→ Task inputs:

-------------------------

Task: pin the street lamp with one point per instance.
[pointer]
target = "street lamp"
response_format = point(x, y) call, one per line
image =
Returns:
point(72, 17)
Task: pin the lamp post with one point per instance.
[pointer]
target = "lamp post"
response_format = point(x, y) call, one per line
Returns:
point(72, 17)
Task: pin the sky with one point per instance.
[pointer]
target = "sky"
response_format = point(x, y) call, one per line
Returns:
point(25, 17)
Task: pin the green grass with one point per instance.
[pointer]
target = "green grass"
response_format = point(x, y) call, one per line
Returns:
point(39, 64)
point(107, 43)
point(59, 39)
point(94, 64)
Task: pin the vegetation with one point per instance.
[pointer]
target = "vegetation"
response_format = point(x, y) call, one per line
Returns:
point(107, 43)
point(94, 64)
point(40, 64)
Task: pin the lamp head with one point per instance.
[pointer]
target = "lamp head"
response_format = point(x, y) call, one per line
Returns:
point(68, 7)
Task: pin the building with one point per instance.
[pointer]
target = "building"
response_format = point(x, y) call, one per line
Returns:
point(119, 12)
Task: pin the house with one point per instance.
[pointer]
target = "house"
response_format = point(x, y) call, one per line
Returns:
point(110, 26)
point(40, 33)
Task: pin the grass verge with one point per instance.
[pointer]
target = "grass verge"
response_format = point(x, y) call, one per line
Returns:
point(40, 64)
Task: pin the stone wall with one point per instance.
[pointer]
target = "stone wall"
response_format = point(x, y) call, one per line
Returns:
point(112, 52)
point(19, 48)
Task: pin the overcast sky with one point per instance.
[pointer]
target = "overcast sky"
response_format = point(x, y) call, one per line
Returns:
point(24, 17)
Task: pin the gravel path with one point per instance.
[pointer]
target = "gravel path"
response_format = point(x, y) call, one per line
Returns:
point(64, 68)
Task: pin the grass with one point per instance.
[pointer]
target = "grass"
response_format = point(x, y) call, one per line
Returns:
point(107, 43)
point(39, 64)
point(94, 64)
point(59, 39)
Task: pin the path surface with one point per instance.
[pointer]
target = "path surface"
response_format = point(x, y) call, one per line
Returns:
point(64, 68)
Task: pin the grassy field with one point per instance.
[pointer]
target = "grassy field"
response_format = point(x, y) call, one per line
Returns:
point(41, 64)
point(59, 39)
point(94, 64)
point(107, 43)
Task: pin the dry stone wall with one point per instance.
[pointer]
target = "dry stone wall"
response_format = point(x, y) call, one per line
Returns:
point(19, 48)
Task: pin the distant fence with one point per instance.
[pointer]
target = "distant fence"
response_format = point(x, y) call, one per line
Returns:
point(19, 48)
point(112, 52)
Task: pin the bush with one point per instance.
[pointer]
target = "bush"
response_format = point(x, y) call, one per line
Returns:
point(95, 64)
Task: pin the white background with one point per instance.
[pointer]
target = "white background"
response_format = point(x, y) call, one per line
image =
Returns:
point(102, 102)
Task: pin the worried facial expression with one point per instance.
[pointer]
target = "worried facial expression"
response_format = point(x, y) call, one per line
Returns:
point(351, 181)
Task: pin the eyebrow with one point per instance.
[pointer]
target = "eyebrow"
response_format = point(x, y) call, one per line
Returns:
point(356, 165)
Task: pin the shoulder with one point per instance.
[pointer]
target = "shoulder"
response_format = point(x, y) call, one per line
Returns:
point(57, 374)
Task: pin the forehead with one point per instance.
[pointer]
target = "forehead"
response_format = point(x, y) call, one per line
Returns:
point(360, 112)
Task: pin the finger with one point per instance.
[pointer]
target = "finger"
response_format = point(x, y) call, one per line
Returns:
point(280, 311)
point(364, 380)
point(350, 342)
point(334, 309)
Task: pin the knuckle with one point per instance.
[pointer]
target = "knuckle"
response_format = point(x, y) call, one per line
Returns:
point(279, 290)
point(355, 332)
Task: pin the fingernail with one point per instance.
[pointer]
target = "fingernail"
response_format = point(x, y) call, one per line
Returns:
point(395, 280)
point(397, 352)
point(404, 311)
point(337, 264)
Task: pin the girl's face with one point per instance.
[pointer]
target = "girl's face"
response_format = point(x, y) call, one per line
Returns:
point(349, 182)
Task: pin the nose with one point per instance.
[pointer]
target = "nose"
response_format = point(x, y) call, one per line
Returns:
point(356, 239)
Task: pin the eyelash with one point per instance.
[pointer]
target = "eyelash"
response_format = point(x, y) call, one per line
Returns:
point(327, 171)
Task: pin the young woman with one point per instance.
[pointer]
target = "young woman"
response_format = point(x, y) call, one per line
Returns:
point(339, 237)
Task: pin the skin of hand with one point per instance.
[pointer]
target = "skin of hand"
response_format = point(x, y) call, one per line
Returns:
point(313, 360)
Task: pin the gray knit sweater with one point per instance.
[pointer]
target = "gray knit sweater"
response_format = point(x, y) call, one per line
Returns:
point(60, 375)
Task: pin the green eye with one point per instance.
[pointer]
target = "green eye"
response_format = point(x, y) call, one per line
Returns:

-------------------------

→ Requirement: Print every line of the data above exactly as it appears, from the first line to the last.

→ Answer for this exercise:
Task: pin the street lamp with one point per instance.
[pointer]
target = "street lamp"
response_format = point(x, y) call, one per line
image =
Returns:
point(72, 17)
Task: pin the lamp post with one point per instance.
[pointer]
target = "lamp post"
response_format = point(x, y) call, one per line
Returns:
point(72, 17)
Task: pin the sky with one point per instance.
[pointer]
target = "sky"
response_format = point(x, y) call, one per line
Returns:
point(25, 17)
Task: pin the green grass with one point per instance.
[pointer]
target = "green grass"
response_format = point(x, y) call, one per line
Returns:
point(39, 64)
point(107, 43)
point(59, 39)
point(94, 64)
Task: pin the vegetation with one point per instance.
[pointer]
target = "vegetation"
response_format = point(x, y) call, one per line
Returns:
point(107, 43)
point(94, 64)
point(40, 64)
Task: pin the lamp head with one point per instance.
[pointer]
target = "lamp head"
response_format = point(x, y) call, one per line
Returns:
point(68, 7)
Task: pin the building with one point per instance.
[pointer]
target = "building"
response_format = point(x, y) call, one per line
Returns:
point(119, 12)
Task: pin the house with one point per instance.
[pointer]
target = "house"
response_format = point(x, y) call, one per line
Returns:
point(110, 26)
point(40, 33)
Task: pin the grass verge with one point per instance.
[pointer]
target = "grass verge"
response_format = point(x, y) call, one per line
Returns:
point(40, 64)
Task: pin the stone wall with one point per instance.
[pointer]
target = "stone wall"
response_format = point(x, y) call, one per line
Returns:
point(112, 52)
point(19, 48)
Task: pin the overcast sky with one point per instance.
[pointer]
target = "overcast sky"
response_format = point(x, y) call, one per line
Returns:
point(24, 17)
Task: pin the gravel path with one point per instance.
[pointer]
target = "gravel path"
response_format = point(x, y) call, one per line
Returns:
point(64, 68)
Task: pin the grass with one point per instance.
[pointer]
target = "grass"
response_format = point(x, y) call, one per line
Returns:
point(107, 43)
point(39, 64)
point(94, 64)
point(59, 39)
Task: pin the path surface with one point per instance.
[pointer]
target = "path surface"
response_format = point(x, y) call, one per line
Returns:
point(64, 68)
Task: pin the grassy field with one point per instance.
[pointer]
target = "grassy field"
response_format = point(x, y) call, one per line
Returns:
point(41, 64)
point(59, 39)
point(94, 64)
point(107, 43)
Task: pin the dry stone wall with one point per instance.
[pointer]
target = "dry stone wall"
response_format = point(x, y) call, one per line
Returns:
point(19, 48)
Task: pin the distant fence with one point per instance.
[pointer]
target = "distant fence"
response_format = point(x, y) call, one per line
Returns:
point(19, 48)
point(112, 52)
Task: pin the bush with one point per instance.
[pointer]
target = "bush"
response_format = point(x, y) call, one per line
Returns:
point(95, 64)
Task: pin the white background with one point per instance.
[pointer]
target = "white background"
response_format = point(x, y) call, one per line
image =
Returns:
point(102, 102)
Task: pin the worried facial expression with one point per instance.
[pointer]
target = "worried facial expression"
response_format = point(x, y) call, one per line
Returns:
point(351, 181)
Task: pin the eyebrow with one point per instance.
[pointer]
target = "eyebrow"
response_format = point(x, y) call, one per line
Returns:
point(356, 165)
Task: pin the shoulder with one point per instance.
[pointer]
target = "shoulder"
response_format = point(x, y) call, one per line
Returns:
point(57, 374)
Task: pin the forehead with one point per instance.
[pointer]
target = "forehead"
response_format = point(x, y) call, one per line
Returns:
point(360, 112)
Task: pin the finger with one point per instance.
[pointer]
target = "finger"
response_format = point(x, y) call, one per line
Returns:
point(280, 311)
point(364, 380)
point(350, 342)
point(334, 309)
Task: pin the knuckle with one point per instance.
[pointer]
target = "knuckle"
response_format = point(x, y) call, one per line
Returns:
point(279, 290)
point(355, 332)
Task: pin the fingernail with one point per instance.
[pointer]
target = "fingernail"
response_format = point(x, y) call, one per line
Returns:
point(395, 280)
point(397, 352)
point(404, 311)
point(337, 264)
Task: pin the girl's face with one point per instance.
[pointer]
target = "girl's face"
response_format = point(x, y) call, one per line
Returns:
point(349, 182)
Task: pin the nose with one point per instance.
[pointer]
target = "nose"
response_format = point(x, y) call, one per line
Returns:
point(356, 239)
Task: pin the eyelash with one point per instance.
[pointer]
target = "eyelash"
response_format = point(x, y) call, one per line
Returns:
point(327, 171)
Task: pin the young woman with one point per instance.
[pointer]
target = "young woman"
response_format = point(x, y) call, one per line
Returns:
point(339, 237)
Task: pin the skin of hand with one point per instance.
[pointer]
target = "skin of hand"
response_format = point(x, y) call, one per line
Returns:
point(313, 360)
Task: pin the gray knit sweater with one point per instance.
[pointer]
target = "gray knit sweater"
response_format = point(x, y) call, one per line
Returns:
point(60, 375)
Task: pin the green eye with one point per instance.
[pointer]
target = "green eye"
response_format = point(x, y) call, one per line
Returns:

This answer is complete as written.